Items stored from a collection
·····

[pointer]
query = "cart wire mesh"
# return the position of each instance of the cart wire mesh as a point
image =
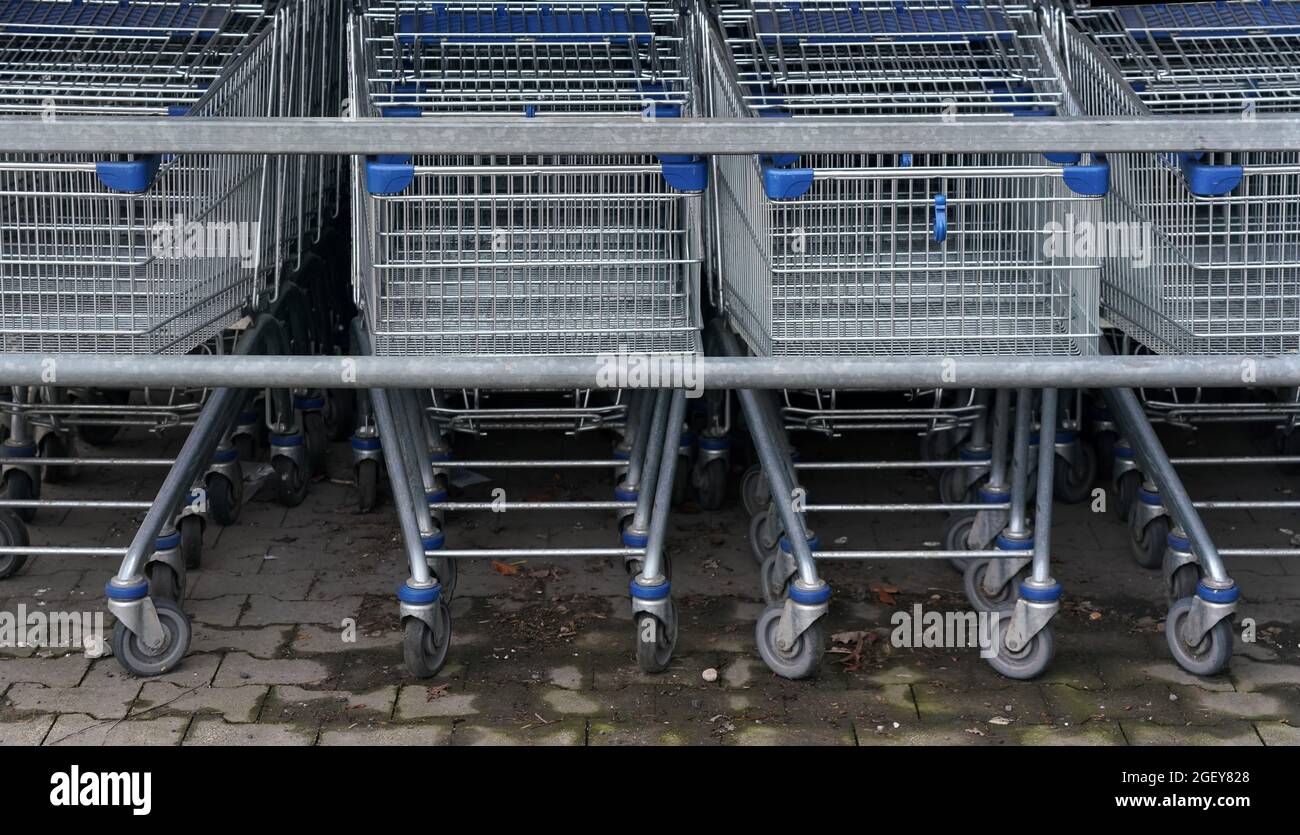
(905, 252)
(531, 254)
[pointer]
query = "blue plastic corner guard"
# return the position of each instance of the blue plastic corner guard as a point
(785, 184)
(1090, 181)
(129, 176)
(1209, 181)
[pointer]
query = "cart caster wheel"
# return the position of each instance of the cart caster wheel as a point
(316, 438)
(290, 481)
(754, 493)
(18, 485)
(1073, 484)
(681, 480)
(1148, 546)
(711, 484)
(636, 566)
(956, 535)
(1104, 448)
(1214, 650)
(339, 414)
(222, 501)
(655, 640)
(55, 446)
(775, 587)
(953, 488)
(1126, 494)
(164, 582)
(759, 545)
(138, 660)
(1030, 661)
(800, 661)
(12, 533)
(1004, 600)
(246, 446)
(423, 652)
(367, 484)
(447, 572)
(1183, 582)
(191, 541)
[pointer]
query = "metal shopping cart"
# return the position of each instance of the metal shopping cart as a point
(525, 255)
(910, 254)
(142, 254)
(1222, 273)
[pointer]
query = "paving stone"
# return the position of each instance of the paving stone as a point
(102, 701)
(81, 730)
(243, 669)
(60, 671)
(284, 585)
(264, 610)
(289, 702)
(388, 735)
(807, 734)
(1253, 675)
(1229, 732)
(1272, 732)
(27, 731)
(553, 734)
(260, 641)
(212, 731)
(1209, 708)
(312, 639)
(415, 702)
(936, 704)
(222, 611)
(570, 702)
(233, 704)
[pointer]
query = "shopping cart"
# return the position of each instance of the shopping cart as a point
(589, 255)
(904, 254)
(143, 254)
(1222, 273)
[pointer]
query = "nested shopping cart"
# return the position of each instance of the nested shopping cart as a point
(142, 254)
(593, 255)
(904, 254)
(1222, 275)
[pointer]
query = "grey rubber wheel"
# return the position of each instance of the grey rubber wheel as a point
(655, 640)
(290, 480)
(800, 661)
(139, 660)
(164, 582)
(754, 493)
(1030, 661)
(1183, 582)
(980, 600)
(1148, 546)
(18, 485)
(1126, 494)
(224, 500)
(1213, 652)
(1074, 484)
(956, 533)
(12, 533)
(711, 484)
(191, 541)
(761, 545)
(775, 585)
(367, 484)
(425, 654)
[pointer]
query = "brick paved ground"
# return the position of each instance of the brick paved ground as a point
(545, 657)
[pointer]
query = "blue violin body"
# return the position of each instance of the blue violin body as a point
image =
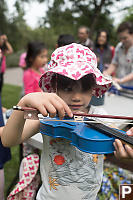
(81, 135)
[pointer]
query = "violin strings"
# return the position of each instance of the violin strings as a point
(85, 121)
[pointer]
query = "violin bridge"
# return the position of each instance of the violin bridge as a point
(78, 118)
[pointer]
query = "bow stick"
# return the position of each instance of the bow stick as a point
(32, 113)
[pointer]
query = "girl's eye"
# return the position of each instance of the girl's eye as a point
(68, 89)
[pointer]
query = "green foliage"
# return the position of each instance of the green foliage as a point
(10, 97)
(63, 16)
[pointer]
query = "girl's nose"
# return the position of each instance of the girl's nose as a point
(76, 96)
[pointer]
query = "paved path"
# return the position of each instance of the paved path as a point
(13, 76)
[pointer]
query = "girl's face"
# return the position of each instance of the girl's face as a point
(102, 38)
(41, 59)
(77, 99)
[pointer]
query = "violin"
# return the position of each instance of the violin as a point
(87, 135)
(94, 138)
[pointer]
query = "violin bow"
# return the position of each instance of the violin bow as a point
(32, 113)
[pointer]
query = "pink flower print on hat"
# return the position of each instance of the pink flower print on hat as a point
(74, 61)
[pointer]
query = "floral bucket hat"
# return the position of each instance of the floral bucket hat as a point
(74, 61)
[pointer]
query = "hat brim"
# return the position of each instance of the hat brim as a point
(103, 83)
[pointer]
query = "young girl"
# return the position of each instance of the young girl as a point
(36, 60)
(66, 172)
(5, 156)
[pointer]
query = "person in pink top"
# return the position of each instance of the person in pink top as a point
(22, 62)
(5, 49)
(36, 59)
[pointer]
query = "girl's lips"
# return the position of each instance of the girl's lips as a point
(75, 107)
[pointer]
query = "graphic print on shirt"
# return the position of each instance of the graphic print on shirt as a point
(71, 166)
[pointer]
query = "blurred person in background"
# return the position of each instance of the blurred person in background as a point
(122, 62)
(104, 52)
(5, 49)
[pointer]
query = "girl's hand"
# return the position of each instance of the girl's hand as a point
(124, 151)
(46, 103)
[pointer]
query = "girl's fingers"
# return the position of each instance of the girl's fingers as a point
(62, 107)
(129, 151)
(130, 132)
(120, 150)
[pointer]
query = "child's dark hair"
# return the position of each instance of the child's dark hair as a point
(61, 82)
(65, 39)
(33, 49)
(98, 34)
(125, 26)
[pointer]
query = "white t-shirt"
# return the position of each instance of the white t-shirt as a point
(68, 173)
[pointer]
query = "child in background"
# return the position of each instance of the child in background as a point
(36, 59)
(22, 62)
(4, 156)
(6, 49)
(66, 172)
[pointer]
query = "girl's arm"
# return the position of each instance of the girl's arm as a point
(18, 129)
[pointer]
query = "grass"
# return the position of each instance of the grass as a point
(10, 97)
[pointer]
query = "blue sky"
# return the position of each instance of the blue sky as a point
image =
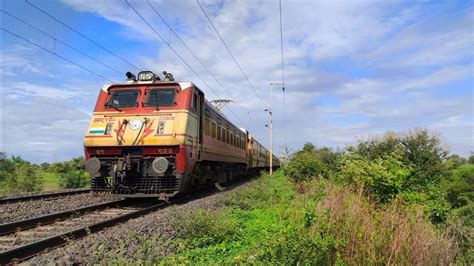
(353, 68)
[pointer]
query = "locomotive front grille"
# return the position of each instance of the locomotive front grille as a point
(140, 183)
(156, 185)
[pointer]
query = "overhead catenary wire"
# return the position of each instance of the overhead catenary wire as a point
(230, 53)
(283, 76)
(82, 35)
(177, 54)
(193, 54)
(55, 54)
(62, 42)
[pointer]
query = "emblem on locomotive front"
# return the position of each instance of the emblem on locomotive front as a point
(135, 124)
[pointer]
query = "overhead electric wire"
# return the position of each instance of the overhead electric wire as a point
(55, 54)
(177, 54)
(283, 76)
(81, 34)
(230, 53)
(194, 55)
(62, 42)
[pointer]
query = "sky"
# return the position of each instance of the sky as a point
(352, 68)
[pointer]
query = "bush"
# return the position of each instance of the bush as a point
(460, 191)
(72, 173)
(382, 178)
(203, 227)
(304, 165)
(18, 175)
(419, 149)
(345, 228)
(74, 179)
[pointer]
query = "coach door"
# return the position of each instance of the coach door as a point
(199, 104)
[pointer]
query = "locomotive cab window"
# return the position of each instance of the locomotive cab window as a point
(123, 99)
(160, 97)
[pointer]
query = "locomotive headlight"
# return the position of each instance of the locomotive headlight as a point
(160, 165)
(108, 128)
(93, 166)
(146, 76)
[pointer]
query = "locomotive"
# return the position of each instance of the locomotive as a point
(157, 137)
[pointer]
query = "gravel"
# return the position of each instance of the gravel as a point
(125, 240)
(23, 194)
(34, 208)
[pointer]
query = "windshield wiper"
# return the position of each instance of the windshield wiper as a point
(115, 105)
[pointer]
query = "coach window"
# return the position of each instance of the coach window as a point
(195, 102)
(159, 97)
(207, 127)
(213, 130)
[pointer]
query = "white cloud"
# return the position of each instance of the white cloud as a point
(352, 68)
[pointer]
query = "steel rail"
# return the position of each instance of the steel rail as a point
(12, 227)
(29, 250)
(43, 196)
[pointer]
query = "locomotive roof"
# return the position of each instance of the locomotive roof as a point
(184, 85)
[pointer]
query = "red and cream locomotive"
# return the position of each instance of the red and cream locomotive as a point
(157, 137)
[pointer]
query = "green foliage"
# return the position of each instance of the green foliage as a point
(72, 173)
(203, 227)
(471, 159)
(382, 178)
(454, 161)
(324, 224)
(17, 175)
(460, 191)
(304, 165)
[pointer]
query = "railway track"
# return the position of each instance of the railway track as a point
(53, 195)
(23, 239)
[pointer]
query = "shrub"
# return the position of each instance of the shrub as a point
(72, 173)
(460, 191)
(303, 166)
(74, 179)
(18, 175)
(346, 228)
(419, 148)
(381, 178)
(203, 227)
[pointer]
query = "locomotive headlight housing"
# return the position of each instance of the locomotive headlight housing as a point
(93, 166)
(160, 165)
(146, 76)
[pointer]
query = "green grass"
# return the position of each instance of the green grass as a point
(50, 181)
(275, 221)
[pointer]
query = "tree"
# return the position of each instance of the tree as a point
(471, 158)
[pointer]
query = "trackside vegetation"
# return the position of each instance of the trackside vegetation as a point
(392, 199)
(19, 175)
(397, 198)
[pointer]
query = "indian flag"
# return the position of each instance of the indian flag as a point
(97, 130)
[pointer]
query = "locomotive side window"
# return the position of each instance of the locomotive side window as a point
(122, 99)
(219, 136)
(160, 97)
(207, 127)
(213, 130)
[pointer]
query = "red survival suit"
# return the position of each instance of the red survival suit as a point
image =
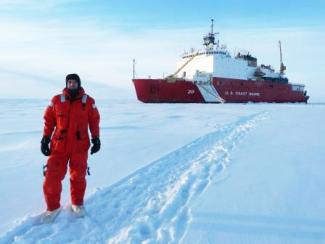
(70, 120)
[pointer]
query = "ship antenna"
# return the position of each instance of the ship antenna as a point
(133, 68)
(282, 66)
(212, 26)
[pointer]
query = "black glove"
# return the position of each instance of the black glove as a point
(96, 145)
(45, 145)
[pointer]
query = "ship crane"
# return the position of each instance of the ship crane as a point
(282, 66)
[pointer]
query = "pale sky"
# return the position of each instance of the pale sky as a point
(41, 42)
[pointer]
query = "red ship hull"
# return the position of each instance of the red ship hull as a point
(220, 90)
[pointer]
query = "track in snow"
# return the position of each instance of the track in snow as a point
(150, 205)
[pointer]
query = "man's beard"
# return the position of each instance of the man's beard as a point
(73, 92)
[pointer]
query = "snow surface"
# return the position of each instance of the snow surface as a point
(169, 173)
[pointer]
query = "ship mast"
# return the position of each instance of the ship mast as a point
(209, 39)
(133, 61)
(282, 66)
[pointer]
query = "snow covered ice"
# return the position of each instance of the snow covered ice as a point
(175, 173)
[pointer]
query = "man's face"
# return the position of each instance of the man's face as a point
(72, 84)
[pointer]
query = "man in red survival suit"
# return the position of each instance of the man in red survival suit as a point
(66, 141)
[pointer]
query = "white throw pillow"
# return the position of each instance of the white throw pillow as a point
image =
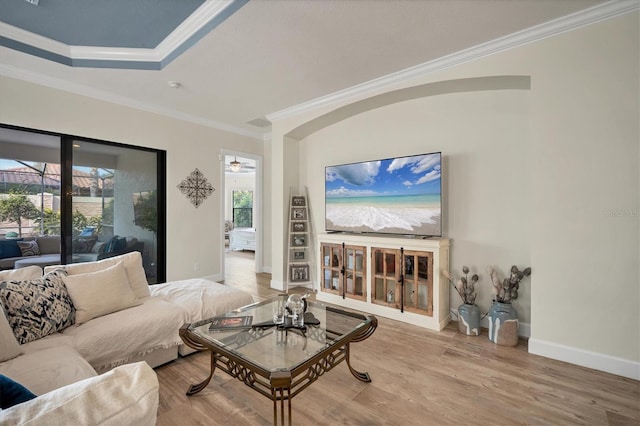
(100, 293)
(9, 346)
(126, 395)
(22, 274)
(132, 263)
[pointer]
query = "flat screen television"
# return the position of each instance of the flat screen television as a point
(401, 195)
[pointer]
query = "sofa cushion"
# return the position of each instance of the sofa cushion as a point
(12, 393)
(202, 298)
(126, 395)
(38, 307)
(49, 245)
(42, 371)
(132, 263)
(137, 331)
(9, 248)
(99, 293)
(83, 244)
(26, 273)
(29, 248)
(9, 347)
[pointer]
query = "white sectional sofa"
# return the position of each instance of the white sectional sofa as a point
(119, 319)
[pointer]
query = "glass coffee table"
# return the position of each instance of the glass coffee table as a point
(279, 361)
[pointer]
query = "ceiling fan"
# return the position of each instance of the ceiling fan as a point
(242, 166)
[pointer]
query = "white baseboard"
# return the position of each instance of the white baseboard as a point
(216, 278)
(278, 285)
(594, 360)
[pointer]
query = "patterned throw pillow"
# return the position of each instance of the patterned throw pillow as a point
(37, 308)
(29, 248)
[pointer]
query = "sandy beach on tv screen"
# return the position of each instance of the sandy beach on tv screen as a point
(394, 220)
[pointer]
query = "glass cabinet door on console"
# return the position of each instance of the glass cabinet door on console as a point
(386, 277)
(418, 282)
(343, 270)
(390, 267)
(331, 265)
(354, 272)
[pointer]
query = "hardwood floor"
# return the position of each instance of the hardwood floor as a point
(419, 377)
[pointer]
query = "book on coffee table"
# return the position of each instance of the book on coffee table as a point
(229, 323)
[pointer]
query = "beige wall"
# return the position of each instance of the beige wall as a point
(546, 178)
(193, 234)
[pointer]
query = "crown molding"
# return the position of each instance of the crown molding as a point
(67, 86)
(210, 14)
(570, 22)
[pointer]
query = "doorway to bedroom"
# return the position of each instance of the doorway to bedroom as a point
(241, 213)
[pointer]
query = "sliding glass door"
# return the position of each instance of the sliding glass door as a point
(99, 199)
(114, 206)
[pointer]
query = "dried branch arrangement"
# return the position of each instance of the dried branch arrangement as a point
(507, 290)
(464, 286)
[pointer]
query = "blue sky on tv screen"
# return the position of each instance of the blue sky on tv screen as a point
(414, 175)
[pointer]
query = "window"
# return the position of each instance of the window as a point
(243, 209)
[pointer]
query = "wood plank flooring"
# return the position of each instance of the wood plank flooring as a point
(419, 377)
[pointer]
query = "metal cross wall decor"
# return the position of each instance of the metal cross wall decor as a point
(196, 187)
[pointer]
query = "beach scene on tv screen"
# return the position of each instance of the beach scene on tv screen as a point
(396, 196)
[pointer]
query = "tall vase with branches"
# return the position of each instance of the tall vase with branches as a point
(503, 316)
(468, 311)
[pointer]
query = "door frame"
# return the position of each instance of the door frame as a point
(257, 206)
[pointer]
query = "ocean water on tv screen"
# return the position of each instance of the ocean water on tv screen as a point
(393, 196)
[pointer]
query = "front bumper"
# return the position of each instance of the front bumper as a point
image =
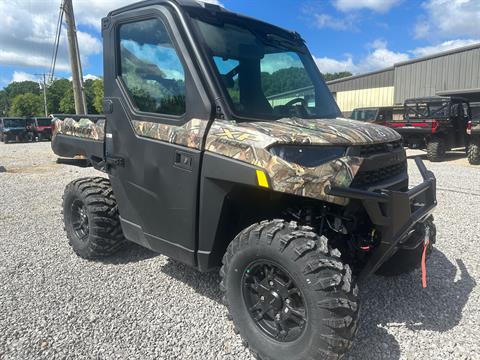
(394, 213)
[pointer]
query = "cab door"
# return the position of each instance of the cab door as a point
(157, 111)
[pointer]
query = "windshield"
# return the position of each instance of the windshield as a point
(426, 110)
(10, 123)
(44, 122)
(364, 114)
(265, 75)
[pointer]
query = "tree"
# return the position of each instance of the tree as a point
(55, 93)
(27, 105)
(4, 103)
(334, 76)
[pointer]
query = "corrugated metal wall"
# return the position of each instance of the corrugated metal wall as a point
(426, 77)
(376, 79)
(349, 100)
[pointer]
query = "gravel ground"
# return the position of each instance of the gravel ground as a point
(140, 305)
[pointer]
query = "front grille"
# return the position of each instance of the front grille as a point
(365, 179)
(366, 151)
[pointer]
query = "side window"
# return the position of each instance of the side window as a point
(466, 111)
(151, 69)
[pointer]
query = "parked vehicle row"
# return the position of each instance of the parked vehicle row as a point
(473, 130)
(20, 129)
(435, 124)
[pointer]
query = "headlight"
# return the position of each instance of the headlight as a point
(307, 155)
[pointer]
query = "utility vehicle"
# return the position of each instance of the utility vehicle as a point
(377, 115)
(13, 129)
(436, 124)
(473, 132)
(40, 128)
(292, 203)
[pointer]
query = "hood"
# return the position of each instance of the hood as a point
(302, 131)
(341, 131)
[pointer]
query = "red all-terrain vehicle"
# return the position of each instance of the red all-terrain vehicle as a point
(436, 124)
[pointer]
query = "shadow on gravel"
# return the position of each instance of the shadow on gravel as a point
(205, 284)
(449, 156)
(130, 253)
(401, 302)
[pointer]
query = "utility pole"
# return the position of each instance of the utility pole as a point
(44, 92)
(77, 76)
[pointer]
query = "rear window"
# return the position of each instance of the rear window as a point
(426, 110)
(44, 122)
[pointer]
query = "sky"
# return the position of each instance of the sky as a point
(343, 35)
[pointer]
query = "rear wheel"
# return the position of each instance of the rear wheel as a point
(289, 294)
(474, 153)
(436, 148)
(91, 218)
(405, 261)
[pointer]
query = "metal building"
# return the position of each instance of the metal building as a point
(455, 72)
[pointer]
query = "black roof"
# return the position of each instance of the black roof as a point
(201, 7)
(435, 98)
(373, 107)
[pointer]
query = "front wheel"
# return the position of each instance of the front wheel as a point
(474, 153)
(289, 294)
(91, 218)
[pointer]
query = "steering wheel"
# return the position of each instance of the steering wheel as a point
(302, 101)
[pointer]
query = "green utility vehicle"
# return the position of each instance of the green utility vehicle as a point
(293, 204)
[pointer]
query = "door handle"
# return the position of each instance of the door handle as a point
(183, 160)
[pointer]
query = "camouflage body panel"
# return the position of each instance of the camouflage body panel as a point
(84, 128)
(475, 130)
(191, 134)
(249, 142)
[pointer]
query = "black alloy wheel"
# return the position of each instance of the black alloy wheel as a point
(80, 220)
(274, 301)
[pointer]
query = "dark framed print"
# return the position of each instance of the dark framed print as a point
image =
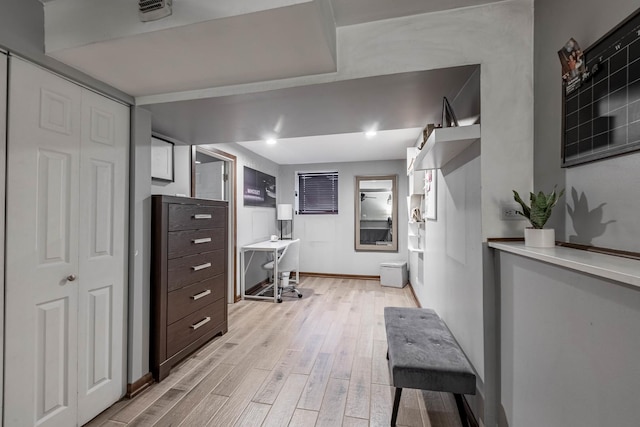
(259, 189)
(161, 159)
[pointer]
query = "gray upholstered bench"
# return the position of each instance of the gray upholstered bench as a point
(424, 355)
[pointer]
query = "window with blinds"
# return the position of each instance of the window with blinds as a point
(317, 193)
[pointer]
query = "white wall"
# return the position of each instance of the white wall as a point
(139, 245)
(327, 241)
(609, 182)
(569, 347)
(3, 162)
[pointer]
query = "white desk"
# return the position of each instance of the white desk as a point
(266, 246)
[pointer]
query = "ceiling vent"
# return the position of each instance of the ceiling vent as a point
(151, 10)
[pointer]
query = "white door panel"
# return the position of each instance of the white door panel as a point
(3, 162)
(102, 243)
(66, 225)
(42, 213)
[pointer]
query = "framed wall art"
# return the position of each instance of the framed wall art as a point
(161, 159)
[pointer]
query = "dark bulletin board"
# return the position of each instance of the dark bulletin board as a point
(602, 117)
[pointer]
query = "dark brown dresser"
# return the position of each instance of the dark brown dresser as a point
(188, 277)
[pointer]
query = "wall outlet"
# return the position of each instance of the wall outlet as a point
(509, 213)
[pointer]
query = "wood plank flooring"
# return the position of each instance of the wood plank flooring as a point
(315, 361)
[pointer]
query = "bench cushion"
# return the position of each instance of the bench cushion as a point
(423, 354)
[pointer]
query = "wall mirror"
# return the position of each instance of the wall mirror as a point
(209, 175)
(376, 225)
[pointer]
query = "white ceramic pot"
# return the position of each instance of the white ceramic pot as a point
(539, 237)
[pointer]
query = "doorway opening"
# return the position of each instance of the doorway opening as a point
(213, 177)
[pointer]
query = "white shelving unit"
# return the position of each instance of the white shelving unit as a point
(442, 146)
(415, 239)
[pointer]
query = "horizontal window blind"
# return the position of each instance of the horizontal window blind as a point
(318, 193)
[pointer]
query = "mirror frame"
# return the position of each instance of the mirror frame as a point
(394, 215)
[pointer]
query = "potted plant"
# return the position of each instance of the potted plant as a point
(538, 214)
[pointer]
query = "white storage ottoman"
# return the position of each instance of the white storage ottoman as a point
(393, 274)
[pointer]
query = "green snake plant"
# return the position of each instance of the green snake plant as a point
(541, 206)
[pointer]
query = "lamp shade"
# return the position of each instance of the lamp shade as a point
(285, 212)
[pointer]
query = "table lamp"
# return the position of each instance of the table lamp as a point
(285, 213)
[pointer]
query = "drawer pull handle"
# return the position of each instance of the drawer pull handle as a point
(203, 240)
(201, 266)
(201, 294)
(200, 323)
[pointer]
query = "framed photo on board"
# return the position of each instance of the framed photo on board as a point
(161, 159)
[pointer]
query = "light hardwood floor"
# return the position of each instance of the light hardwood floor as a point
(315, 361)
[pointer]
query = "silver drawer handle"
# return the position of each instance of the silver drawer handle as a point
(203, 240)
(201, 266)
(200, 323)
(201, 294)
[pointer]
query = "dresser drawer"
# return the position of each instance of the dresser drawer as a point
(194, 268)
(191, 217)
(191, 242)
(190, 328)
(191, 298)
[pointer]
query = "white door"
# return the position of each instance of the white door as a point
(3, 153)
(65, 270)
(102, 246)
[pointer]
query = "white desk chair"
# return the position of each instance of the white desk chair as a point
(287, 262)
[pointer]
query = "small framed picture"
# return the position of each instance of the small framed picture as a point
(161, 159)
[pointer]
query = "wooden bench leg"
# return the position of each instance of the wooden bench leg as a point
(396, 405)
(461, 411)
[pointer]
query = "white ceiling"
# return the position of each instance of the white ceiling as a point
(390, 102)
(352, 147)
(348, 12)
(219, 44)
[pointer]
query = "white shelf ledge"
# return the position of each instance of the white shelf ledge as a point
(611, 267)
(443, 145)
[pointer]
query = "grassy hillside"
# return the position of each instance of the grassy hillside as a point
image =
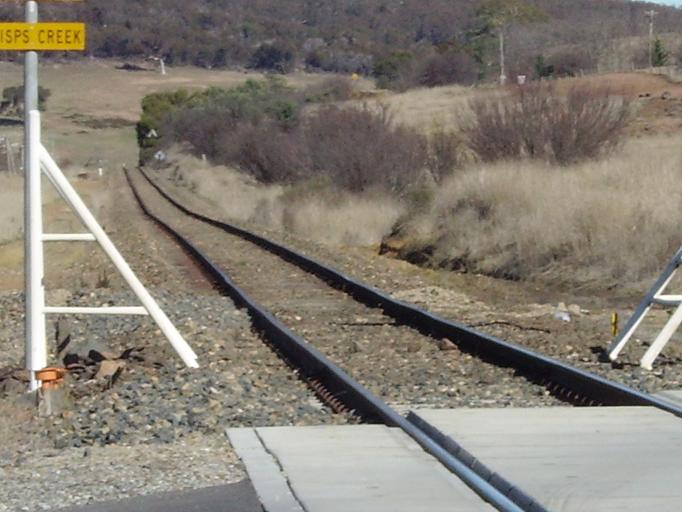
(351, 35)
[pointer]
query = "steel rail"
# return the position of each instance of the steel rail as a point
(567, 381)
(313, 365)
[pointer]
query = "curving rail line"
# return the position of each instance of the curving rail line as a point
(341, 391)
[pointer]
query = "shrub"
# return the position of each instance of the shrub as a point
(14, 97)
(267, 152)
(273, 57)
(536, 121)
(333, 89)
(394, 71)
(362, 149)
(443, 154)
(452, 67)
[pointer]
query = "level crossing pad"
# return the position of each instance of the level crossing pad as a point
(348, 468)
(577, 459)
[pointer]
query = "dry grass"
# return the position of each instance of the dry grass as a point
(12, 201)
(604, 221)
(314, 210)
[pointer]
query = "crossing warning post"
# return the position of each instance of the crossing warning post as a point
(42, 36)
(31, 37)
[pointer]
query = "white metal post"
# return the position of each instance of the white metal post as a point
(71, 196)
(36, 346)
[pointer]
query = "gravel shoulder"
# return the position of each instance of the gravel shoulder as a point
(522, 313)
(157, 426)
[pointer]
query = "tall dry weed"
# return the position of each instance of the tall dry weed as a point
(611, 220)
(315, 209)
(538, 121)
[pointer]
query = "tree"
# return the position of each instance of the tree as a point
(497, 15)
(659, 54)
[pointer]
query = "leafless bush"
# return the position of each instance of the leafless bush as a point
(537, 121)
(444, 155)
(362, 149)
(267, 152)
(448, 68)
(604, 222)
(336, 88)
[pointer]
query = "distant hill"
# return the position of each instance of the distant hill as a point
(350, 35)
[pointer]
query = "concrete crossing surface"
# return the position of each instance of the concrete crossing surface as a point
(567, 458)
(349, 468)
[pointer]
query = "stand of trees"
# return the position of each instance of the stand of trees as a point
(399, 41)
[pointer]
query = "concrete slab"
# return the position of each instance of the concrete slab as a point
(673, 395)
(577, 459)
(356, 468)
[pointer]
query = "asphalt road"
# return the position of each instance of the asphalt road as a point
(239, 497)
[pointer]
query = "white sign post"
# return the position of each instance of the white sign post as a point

·····

(PROBLEM STATEMENT): Duplicate the lines from the very first one through the line with "(1222, 275)", including both ends. Leave the pictures out of your copy.

(FULL RESPONSE):
[pointer]
query = "cart wire mesh"
# return the position of each instance of the cart wire mesh as a point
image =
(905, 252)
(531, 254)
[pointer]
query = "blue plastic corner guard"
# return the position of each instance of the blue plastic corner guard as a point
(785, 184)
(1090, 181)
(129, 176)
(1209, 181)
[pointer]
query = "cart caster wheel"
# return the position of each instance of the cart caster wheel as a point
(316, 438)
(290, 481)
(754, 493)
(18, 485)
(1073, 484)
(681, 480)
(1148, 546)
(711, 484)
(636, 566)
(956, 535)
(1104, 448)
(1214, 650)
(339, 414)
(222, 501)
(655, 640)
(55, 446)
(775, 587)
(953, 488)
(1126, 494)
(164, 582)
(759, 545)
(138, 660)
(1030, 661)
(800, 661)
(12, 533)
(1004, 600)
(246, 446)
(423, 652)
(367, 484)
(447, 572)
(1183, 582)
(191, 541)
[pointer]
query = "metal shopping cart"
# return the position of each instance of the metal shopping cart as a point
(525, 255)
(910, 254)
(142, 254)
(1222, 273)
[pointer]
query = "paving stone"
# return the position of each instance of the paving stone as a point
(102, 701)
(81, 730)
(243, 669)
(60, 671)
(284, 585)
(264, 610)
(289, 702)
(388, 735)
(807, 734)
(1253, 675)
(1229, 732)
(1272, 732)
(27, 731)
(553, 734)
(260, 641)
(212, 731)
(1209, 708)
(312, 639)
(415, 702)
(936, 704)
(222, 611)
(570, 702)
(233, 704)
[pointer]
query = "shopping cart"
# return the position of each instance of the shopping cart as a point
(589, 255)
(904, 254)
(143, 254)
(1222, 273)
[pointer]
query = "nested shopping cart"
# return the position of each instance of the nested shopping cart as a point
(142, 254)
(593, 255)
(904, 254)
(1222, 275)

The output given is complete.